### READING PASSAGE
* * * * *

Moderated by [livejournal.com profile] flummery (Seah and Margie).
A review of the Premieres show.


Usual disclaimer re: memory and reliability. {}=my comments after the fact.

Actually, more than the usual disclaimer: By Vid Review, I was wiped out and not taking notes as thorough as usual, and I'd also found myself absorbing less of Premieres than usual, or at least than I've convinced myself I can as usual. I don't always get a lot on one viewing of a vid, but I usually get something, and sometimes, by Saturday night, I just wasn't. Premieres is a lot of vids at once and I blank out on Not My Fandom vids more than I do in shorter vidshows; some of these vids I don't remember at all.

Not My Fandoms
The Not My Fandoms that were popular this year were Stargate: Atlantis and Dr. Who/Torchwood, and what I'm most surprised about is that I enjoyed and/or was able to follow the vids way more than I usually am with popular Not My Fandoms. It probably helped that neither of them featured monochrome source, a single season of footage, and women being pinned to the ceiling and set on fire, and that the SGA vids either didn't focus so claustrophobically on the Bert/Ernie ship and/or were otherwise visually and stylistically distinctive. SGA is kind of weird for me: so much of SGA vidding that I see seems to be focused inward, on a common intra-fandom dialect and/or fanon and/or set of conventions and in-jokes, and I don't get the joke. I suppose this is true of every fandom, and this just happens to be one of the times it's a relatively large, current fandom that I'm not interested in; if Harry Potter were better represented at Vividcon, I suspect I'd have a similar response to it. (I'm not sure why it isn't, except maybe that in terms of vidding there's a lot less source available than there is for fiction.)

* * * * *

(Image location labeling entries)

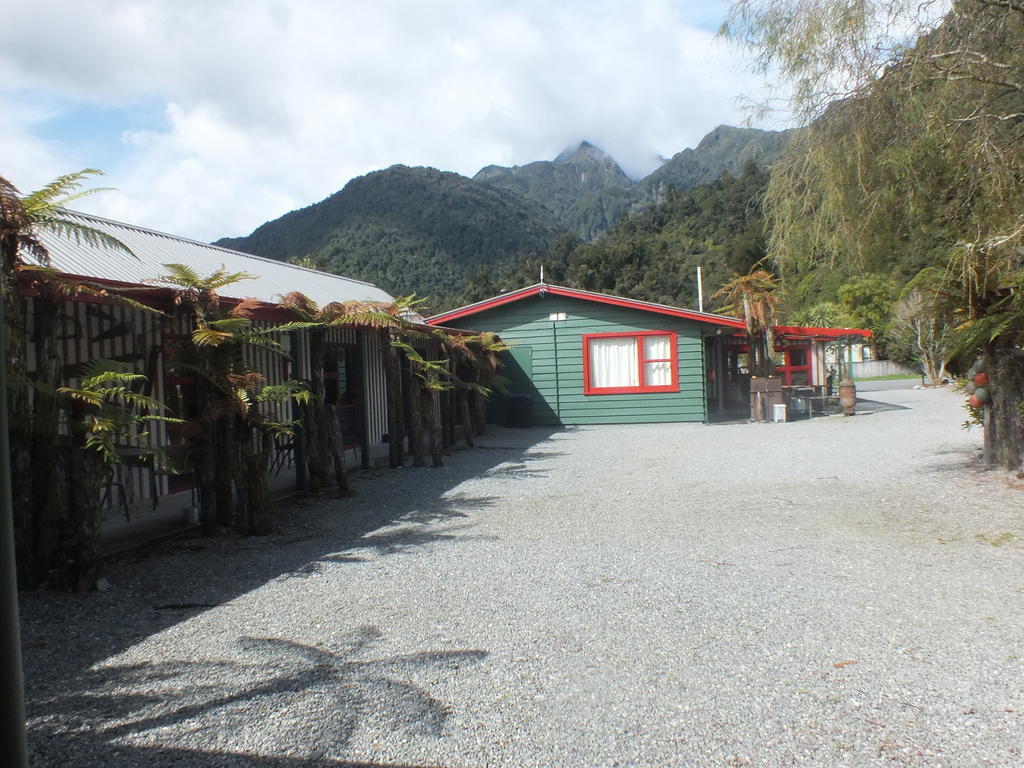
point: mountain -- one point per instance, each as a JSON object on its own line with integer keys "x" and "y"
{"x": 588, "y": 192}
{"x": 725, "y": 148}
{"x": 432, "y": 232}
{"x": 407, "y": 229}
{"x": 583, "y": 186}
{"x": 653, "y": 254}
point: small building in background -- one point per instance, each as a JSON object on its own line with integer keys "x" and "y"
{"x": 585, "y": 357}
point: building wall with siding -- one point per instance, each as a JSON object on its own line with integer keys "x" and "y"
{"x": 89, "y": 331}
{"x": 556, "y": 358}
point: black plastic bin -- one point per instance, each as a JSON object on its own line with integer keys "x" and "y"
{"x": 518, "y": 411}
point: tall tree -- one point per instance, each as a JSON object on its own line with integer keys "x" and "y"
{"x": 755, "y": 297}
{"x": 912, "y": 152}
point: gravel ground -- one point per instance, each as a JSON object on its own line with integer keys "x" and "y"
{"x": 842, "y": 592}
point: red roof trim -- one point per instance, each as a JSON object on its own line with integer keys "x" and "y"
{"x": 827, "y": 333}
{"x": 542, "y": 289}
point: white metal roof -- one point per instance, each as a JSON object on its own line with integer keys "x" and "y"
{"x": 152, "y": 250}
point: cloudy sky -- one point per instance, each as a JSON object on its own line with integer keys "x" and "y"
{"x": 210, "y": 117}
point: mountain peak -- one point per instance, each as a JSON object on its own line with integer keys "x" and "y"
{"x": 581, "y": 152}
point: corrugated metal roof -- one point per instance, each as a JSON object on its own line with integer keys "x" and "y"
{"x": 542, "y": 289}
{"x": 153, "y": 250}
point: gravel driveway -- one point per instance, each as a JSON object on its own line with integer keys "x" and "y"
{"x": 843, "y": 592}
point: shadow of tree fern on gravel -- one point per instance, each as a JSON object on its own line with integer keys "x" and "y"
{"x": 282, "y": 697}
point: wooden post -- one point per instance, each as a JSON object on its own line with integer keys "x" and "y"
{"x": 392, "y": 372}
{"x": 416, "y": 421}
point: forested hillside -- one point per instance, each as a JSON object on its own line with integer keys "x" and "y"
{"x": 588, "y": 192}
{"x": 407, "y": 229}
{"x": 418, "y": 229}
{"x": 584, "y": 187}
{"x": 653, "y": 254}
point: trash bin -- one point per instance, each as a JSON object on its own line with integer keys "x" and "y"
{"x": 519, "y": 411}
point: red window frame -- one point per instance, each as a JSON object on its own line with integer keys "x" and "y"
{"x": 787, "y": 369}
{"x": 643, "y": 387}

* * * * *

### TASKS
1/ According to the vidshow review, which Not My Fandoms were popular this year?
2/ Rewrite the vidshow review from "Moderated by [livejournal.com" to "remember at all.", swapping "Saturday night" for "Sunday night".
3/ Which fandoms does the vidshow review mention by name?

### FINAL ANSWERS
1/ Stargate: Atlantis and Dr. Who/Torchwood.

2/
Moderated by [livejournal.com profile] flummery (Seah and Margie).
A review of the Premieres show.


Usual disclaimer re: memory and reliability. {}=my comments after the fact.

Actually, more than the usual disclaimer: By Vid Review, I was wiped out and not taking notes as thorough as usual, and I'd also found myself absorbing less of Premieres than usual, or at least than I've convinced myself I can as usual. I don't always get a lot on one viewing of a vid, but I usually get something, and sometimes, by Sunday night, I just wasn't. Premieres is a lot of vids at once and I blank out on Not My Fandom vids more than I do in shorter vidshows; some of these vids I don't remember at all.

3/ Stargate: Atlantis, Dr. Who/Torchwood, Harry Potter